[[ Given records open ]]

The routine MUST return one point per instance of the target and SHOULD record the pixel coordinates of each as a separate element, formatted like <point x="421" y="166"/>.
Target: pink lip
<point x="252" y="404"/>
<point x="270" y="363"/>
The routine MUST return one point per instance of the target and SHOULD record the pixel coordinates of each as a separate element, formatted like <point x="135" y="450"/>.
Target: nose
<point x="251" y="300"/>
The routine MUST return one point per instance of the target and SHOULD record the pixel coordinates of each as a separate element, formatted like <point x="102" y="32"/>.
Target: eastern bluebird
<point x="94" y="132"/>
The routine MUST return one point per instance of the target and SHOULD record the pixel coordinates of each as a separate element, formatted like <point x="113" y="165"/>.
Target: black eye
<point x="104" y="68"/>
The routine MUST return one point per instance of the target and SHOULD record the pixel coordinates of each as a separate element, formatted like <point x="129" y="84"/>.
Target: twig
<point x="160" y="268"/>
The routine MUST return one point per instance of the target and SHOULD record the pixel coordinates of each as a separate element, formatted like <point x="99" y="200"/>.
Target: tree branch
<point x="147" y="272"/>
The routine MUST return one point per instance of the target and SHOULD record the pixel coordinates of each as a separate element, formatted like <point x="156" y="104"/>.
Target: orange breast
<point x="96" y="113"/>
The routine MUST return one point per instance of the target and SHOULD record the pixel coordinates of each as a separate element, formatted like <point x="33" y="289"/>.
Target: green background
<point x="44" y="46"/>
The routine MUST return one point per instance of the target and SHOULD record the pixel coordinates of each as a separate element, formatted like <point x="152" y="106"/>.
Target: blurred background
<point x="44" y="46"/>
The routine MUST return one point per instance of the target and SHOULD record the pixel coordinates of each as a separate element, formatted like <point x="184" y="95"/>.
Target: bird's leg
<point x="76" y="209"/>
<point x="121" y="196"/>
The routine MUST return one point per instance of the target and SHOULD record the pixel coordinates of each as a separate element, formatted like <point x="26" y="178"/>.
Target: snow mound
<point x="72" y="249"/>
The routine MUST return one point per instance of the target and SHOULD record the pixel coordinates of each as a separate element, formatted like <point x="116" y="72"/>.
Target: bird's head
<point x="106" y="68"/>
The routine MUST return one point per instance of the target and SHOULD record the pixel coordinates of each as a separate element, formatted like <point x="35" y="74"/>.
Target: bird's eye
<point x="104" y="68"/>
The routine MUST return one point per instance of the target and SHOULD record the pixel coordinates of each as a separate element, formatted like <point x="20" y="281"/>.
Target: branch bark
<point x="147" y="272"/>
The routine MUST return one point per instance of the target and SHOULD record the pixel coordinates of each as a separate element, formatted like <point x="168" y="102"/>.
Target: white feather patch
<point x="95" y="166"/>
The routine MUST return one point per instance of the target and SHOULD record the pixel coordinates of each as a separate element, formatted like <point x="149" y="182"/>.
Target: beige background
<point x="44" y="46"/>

[[ Given records closed ]]

> What you will do
Repeat exactly, and only, the lines from the line with "Target: green background" through the end of the listing above, both ends included.

> Response below
Target: green background
<point x="44" y="46"/>
The routine MUST return one point per instance of the target and SHOULD record the pixel coordinates of each as a separate element, formatted like <point x="152" y="106"/>.
Target: blurred background
<point x="44" y="46"/>
The routine MUST return one point per instance of the target and SHOULD record the pixel coordinates of each as a separate element, formatted like <point x="184" y="95"/>.
Target: bird's leg
<point x="76" y="209"/>
<point x="121" y="196"/>
The routine MUST return one point per instance of the target and SHOULD record the pixel coordinates of each as a separate element, formatted like <point x="26" y="178"/>.
Target: snow mound
<point x="72" y="249"/>
The routine MUST return one point per instance of the target and SHOULD record the pixel coordinates of each as a separate element, formatted like <point x="116" y="72"/>.
Target: bird's head
<point x="106" y="68"/>
The routine MUST return one point per instance of the target and SHOULD record the pixel coordinates of each as a separate element, formatted like <point x="35" y="74"/>.
Target: bird's eye
<point x="104" y="68"/>
The routine MUST return one point per instance of the target and SHOULD record the pixel coordinates of each as a separate element, formatted like <point x="20" y="281"/>.
Target: branch bark
<point x="147" y="272"/>
The routine MUST return one point per instance of the target and SHOULD record the pixel coordinates of each as a separate element, formatted like <point x="168" y="102"/>.
Target: white feather patch
<point x="95" y="166"/>
The routine MUST return one point per instance of the target and SHOULD record the pixel coordinates of each as a separate element, formatted like <point x="149" y="182"/>.
Target: beige background
<point x="44" y="46"/>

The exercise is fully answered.